::: RAW DATA :::
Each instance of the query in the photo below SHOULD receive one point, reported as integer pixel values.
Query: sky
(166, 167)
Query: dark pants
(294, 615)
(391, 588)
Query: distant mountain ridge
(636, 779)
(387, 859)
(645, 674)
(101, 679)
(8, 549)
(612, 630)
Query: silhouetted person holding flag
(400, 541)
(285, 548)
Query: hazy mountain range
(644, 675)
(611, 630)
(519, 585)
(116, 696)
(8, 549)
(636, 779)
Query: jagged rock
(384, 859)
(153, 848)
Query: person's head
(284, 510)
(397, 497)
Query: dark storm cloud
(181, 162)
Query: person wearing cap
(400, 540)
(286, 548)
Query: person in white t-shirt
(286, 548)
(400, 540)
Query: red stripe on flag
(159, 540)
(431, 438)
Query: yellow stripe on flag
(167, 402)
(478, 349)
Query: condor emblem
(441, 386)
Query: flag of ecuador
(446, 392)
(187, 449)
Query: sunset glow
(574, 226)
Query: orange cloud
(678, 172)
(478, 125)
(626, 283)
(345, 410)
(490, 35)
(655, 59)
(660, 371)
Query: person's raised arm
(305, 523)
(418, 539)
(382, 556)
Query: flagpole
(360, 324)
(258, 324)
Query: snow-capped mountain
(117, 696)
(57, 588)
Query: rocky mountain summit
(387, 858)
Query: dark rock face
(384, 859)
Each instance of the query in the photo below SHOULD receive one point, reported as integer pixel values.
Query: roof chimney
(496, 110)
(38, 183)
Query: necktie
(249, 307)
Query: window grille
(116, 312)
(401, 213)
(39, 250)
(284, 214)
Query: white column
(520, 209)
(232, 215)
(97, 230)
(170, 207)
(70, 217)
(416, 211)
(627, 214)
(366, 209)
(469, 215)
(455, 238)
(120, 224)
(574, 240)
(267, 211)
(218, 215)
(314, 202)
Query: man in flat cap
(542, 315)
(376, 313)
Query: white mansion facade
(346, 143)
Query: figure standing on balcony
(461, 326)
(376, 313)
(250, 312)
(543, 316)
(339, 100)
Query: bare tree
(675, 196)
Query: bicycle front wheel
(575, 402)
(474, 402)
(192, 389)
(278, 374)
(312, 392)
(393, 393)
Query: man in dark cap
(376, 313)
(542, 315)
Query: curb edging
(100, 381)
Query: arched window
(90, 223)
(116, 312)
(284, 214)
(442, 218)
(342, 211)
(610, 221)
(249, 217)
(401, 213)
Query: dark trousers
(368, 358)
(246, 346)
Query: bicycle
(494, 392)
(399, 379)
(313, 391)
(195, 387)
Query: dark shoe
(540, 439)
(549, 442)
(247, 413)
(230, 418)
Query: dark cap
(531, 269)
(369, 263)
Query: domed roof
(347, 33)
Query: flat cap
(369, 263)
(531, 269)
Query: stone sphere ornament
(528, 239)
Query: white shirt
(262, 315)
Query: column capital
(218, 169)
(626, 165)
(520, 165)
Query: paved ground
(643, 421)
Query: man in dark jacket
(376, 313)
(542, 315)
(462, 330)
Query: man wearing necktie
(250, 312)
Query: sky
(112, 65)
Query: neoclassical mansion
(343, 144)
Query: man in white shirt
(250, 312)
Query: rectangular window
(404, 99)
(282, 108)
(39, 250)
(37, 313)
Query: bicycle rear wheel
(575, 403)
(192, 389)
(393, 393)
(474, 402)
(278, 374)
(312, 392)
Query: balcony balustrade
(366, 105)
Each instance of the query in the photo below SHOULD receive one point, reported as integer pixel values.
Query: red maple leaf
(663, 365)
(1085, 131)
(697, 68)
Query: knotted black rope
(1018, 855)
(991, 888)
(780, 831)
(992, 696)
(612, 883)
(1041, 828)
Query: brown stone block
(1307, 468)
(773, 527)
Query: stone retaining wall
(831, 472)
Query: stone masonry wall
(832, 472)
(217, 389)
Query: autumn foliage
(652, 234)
:::
> [WHAT YOU HAVE TO DO]
Could you recast the lines, from the one with "Query: dark trousers" through the end of the items, as a JSON list of strings with one string per line and blank lines left out?

> [WRITTEN ANSWER]
[
  "Query: dark trousers",
  "(368, 358)",
  "(246, 346)",
  "Query: bicycle",
  "(494, 392)",
  "(399, 379)",
  "(313, 391)",
  "(195, 387)",
  "Query: dark shoe",
  "(540, 439)",
  "(549, 442)",
  "(247, 413)",
  "(230, 418)",
  "Query: dark cap",
  "(531, 269)",
  "(369, 263)",
  "Query: domed roof",
  "(347, 33)",
  "Query: flat cap",
  "(369, 263)",
  "(531, 269)",
  "Query: stone sphere ornament",
  "(528, 239)",
  "Query: white shirt",
  "(262, 315)",
  "Query: column capital",
  "(218, 169)",
  "(626, 165)",
  "(520, 165)",
  "Query: paved ground",
  "(643, 421)",
  "Query: man in dark jacket",
  "(376, 313)",
  "(542, 315)",
  "(462, 330)",
  "Query: man wearing necktie",
  "(250, 312)",
  "Query: sky",
  "(112, 65)",
  "Query: neoclassical mansion",
  "(343, 144)",
  "Query: man in white shirt",
  "(250, 312)",
  "Query: rectangular window",
  "(404, 99)",
  "(282, 108)",
  "(39, 250)",
  "(37, 313)",
  "Query: bicycle rear wheel",
  "(575, 403)",
  "(192, 389)",
  "(393, 393)",
  "(474, 402)",
  "(278, 374)",
  "(312, 392)",
  "Query: balcony balustrade",
  "(366, 105)",
  "Each instance of the query in the photo below SHOULD receive one point, reported as integer pixel values.",
  "Query: red maple leaf",
  "(663, 365)",
  "(1085, 131)",
  "(697, 68)",
  "Query: knotted black rope",
  "(1018, 855)",
  "(991, 888)",
  "(780, 831)",
  "(992, 696)",
  "(612, 883)",
  "(1041, 828)",
  "Query: brown stone block",
  "(1307, 468)",
  "(773, 527)",
  "Query: stone retaining wall",
  "(831, 472)",
  "Query: stone masonry wall",
  "(832, 472)",
  "(217, 389)",
  "Query: autumn foliage",
  "(652, 234)"
]